### GIVEN TEXT
>> start
The Gospel Coalition

God Uses Our Work—Even Cleaning Milk Off the Floor

Messes are an everyday occurrence in my house. A house filled with five people (three of whom are younger than 4) means spills, laundry, and more spills. Few things make me wonder if my work matters like spilled milk on a freshly mopped floor. But in my most coherent moments, I’m reminded even the simple act of wiping up spilled milk is valuable work.

On a practical level, leaving milk on the floor is hardly sanitary (or pleasant to smell over time). On a deeper level, cleaning up a mess is a way to love the neighbors in my home—which is the purpose of all our work.

God uses us to love the world he has made, even if it’s cleaning milk off the floor.

Terrified of Heaven

This world is fleeting and fading. We all want to know that what we’re doing now has a lasting effect on eternity, right? We get that our work is affecting souls who will never die (John 11:26). We get that loving our neighbor is a way to worship God (Mark 12:30–31). But what does our work have to do with our future home, the new heavens and new earth?
>> end
### COLLECTED DATA
>> start
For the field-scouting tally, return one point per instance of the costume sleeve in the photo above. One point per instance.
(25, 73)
>> end
### DESCRIPTION OF THE TASK
Condense the paragraph of the article on work that begins "Messes are an everyday occurrence" into two sentences, keeping its main facts.

### ANSWER IN FULL
Spills and laundry are constant in a house of five people, three of them younger than 4. Spilled milk on a freshly mopped floor makes me question whether my work matters, yet in my clearest moments I remember that even wiping it up is valuable work.